**Directions**
Pull out every line of the material below that contains the word "cloud".
[Start Exercise material]
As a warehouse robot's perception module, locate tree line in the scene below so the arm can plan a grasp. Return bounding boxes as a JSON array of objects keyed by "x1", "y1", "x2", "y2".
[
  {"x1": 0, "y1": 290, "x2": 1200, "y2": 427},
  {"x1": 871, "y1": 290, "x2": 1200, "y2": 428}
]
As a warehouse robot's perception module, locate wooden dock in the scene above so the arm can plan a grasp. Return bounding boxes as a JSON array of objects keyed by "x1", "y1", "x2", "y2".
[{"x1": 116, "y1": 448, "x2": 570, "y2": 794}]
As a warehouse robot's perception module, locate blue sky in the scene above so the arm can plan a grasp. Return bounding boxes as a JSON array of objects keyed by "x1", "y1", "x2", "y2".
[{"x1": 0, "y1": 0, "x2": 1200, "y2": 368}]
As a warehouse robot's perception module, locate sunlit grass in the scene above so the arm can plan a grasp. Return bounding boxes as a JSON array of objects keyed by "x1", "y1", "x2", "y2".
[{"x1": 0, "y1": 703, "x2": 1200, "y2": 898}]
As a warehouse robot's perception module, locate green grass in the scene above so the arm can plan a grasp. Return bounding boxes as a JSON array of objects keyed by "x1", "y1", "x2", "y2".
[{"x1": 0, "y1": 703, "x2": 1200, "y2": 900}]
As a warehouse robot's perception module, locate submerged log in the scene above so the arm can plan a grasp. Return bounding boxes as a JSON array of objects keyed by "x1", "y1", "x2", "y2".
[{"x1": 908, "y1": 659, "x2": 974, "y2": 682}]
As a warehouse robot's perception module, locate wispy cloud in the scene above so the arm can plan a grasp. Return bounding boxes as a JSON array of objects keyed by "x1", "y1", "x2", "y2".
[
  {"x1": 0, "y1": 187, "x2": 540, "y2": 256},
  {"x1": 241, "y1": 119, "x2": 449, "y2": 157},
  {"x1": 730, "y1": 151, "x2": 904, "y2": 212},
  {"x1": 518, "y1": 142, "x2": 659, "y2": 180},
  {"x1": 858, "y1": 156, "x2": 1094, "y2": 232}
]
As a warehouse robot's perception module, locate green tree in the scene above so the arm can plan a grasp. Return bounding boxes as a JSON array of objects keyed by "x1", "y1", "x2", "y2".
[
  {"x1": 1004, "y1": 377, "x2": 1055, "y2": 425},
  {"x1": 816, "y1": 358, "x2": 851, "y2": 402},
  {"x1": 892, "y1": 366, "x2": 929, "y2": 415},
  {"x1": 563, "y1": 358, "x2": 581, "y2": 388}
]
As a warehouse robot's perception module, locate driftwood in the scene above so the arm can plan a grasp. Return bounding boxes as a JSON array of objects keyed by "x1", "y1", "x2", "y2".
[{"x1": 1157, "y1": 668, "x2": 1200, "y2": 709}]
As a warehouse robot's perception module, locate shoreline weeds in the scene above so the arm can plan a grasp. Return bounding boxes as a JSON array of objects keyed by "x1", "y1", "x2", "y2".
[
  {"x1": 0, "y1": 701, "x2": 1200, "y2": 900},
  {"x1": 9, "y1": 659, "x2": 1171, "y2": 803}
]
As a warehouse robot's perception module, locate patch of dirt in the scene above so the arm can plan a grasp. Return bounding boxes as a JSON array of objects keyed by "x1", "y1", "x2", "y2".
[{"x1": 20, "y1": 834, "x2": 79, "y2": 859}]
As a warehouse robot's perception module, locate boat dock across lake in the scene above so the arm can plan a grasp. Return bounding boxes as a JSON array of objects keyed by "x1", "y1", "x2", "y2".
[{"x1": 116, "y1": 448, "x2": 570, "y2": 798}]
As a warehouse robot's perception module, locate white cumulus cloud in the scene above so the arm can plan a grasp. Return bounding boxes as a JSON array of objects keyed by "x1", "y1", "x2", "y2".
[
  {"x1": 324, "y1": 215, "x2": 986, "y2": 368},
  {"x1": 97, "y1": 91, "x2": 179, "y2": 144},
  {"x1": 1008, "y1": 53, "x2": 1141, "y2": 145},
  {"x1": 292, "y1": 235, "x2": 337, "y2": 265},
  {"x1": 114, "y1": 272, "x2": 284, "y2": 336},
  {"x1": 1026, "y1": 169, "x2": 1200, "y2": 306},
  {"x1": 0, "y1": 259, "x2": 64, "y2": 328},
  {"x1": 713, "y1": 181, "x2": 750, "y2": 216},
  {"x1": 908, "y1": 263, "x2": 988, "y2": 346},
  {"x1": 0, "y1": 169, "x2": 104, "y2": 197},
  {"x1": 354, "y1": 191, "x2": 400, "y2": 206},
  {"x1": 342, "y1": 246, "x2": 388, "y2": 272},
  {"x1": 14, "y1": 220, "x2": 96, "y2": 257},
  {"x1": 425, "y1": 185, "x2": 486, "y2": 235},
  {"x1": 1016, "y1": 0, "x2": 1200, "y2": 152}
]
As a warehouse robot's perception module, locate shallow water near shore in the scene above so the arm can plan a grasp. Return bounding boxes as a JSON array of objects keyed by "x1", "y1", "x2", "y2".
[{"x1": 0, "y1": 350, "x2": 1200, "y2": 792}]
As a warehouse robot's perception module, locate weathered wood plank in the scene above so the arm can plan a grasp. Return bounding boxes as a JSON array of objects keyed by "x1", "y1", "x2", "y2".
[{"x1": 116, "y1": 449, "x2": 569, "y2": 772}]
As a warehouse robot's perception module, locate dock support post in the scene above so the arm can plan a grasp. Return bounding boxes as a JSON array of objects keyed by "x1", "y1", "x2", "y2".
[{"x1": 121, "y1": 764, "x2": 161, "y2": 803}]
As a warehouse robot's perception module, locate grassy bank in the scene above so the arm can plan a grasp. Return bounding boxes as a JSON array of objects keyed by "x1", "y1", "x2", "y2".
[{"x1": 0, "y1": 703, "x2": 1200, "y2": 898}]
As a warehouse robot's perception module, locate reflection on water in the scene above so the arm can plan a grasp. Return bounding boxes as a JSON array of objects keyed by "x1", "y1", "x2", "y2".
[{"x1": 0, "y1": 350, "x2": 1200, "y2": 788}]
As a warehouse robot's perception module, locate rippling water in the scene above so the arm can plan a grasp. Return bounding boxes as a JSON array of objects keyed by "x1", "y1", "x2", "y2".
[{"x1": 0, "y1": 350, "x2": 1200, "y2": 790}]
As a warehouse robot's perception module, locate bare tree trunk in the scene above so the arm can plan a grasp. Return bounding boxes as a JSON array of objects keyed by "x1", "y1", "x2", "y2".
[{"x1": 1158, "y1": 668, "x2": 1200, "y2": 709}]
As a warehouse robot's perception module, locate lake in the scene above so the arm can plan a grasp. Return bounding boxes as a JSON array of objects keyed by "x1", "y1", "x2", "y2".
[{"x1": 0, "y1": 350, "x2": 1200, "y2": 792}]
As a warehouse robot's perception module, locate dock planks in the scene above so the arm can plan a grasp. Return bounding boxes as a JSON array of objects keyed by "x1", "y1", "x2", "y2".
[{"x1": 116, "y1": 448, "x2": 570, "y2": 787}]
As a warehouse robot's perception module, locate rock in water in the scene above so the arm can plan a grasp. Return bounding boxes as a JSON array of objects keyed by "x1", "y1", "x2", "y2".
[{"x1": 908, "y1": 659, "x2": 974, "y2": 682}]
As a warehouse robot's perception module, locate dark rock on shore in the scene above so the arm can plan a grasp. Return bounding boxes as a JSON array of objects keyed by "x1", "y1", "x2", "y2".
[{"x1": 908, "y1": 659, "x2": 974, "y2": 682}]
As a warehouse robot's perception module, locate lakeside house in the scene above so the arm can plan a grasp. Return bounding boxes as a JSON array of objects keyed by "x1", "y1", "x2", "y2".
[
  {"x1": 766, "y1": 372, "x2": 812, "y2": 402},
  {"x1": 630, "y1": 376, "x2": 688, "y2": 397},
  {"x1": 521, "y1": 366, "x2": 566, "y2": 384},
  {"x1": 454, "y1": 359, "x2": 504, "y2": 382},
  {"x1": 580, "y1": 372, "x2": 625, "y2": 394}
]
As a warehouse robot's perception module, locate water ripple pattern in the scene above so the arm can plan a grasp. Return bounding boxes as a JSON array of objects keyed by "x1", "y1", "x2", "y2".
[End Exercise material]
**Result for this task**
As a warehouse robot's perception module, locate wispy cloud in the scene above so the arm can plan a grasp. Return bounding boxes as a JSON array of objects keyed by "x1", "y1", "x2", "y2".
As a warehouse robot's perception module, locate white cumulus cloud in the scene above so the arm can plan a grasp. Return bounding boxes as a JSON array of objects keyed by "x1", "y1", "x2", "y2".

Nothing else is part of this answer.